→ **WORK TO COMPLETE**:
Extract each line of the material below that contains the word "Target". Case matters.

→ **DATASET CONTENT**:
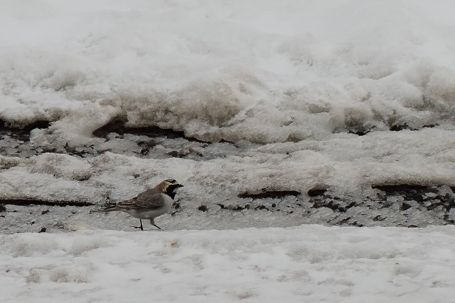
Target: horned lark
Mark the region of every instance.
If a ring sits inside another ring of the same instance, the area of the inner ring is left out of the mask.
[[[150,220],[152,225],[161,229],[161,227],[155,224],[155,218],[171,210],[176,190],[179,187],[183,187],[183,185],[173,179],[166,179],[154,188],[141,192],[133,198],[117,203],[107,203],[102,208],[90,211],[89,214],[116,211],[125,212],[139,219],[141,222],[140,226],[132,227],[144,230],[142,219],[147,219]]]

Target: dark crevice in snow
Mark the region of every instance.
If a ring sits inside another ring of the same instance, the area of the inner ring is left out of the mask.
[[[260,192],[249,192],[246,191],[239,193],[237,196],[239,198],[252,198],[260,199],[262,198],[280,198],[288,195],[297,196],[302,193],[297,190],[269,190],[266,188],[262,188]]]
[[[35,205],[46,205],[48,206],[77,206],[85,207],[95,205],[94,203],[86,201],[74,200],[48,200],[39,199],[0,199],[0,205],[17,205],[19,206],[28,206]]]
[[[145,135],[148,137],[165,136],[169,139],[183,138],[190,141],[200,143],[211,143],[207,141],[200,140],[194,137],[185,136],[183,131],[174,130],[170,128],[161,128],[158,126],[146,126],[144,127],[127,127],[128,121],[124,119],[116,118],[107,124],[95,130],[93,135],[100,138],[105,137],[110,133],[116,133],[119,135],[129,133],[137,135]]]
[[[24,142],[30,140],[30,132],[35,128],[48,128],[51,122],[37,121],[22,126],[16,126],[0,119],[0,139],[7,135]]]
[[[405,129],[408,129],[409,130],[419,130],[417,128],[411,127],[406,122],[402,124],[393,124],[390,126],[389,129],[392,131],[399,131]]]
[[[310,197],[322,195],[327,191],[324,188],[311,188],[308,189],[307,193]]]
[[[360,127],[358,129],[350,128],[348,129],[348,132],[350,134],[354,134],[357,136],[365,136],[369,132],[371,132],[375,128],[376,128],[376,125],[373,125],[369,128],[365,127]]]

...

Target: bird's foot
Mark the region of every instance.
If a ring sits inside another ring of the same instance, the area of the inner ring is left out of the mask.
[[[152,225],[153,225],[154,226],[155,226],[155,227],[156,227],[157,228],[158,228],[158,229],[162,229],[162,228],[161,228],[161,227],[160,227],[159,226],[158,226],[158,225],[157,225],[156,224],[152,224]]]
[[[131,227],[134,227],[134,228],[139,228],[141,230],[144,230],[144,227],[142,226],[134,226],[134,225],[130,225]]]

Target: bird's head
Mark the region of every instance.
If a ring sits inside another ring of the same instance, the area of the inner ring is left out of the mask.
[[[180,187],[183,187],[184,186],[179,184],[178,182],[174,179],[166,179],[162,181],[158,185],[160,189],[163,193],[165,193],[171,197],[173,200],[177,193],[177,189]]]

* * *

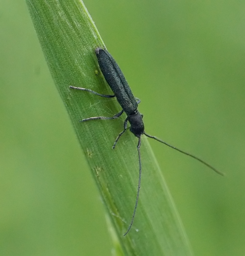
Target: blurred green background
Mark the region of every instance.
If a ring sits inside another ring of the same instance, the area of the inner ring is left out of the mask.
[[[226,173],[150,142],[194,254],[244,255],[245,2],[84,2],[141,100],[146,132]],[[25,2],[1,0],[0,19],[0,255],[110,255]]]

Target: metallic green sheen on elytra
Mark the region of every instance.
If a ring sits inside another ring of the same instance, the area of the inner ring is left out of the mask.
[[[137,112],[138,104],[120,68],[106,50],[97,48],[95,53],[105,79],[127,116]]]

→ **ANSWER IN FULL**:
Target: horned lark
Target: dark crevice in snow
Target: bird's foot
Target: bird's head
Target: blurred green background
Target: metallic green sheen on elytra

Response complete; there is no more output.